[[ Material supplied open ]]
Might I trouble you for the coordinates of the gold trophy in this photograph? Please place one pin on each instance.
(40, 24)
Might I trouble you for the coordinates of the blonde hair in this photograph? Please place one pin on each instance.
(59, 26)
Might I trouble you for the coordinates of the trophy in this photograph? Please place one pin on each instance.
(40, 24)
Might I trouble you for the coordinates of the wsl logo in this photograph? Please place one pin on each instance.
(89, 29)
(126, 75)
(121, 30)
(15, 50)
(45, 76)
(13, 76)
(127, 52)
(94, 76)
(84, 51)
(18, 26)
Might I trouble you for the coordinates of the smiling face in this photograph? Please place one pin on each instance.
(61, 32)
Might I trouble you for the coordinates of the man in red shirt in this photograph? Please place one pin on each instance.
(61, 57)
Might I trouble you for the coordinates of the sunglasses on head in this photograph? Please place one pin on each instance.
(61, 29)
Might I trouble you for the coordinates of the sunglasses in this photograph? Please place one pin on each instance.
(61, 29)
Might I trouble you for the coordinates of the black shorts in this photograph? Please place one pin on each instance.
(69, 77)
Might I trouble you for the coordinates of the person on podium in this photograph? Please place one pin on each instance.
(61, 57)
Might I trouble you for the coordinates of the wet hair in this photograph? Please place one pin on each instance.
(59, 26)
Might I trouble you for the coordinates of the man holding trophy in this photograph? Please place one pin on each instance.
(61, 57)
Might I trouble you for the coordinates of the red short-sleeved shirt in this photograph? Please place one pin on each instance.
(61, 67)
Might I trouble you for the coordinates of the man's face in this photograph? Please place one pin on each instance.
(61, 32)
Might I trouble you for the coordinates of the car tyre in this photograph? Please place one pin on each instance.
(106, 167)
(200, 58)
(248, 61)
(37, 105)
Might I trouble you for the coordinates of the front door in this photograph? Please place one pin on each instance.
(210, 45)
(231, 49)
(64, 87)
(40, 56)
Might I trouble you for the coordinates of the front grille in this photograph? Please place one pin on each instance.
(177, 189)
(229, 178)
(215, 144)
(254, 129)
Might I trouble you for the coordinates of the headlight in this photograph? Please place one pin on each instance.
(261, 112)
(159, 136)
[[ Material supplied closed ]]
[[ Material supplied open ]]
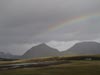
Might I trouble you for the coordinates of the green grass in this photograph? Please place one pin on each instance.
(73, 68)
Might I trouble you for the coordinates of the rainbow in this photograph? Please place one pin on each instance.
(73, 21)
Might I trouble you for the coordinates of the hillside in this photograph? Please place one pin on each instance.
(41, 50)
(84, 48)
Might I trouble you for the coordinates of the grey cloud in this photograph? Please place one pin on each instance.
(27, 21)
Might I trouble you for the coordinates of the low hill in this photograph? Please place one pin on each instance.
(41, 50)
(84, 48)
[[ Material supplied closed ]]
[[ Material supplied open ]]
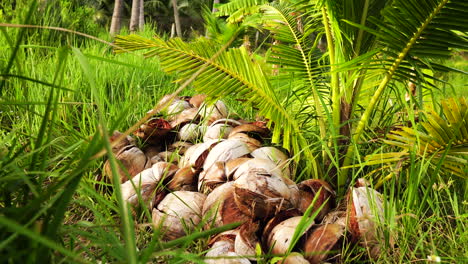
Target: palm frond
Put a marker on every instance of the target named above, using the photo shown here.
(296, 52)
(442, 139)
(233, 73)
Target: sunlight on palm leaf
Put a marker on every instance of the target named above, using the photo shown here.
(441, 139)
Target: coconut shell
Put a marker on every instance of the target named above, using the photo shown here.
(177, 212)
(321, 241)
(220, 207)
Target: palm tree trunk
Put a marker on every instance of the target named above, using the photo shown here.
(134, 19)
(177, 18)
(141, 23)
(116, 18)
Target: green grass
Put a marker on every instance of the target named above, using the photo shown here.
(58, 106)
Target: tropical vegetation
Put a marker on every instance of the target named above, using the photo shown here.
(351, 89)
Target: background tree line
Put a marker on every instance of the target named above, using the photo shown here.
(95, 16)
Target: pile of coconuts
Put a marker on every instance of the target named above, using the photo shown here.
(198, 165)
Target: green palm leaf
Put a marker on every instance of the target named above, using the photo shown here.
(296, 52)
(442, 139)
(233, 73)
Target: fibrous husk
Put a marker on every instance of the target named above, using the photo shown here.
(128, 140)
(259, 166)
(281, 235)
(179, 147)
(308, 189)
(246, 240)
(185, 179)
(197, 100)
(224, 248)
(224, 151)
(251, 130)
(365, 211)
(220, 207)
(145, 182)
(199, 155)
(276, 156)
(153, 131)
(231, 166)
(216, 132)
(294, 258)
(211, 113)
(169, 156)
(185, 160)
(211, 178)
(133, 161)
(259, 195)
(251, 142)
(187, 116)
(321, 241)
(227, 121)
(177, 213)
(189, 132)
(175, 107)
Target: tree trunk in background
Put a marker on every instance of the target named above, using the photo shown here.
[[ Material supplied closed ]]
### Exercise description:
Scan the data above, please, and give the number of lines where the word "trunk" occurs, with no further text.

### Task result:
2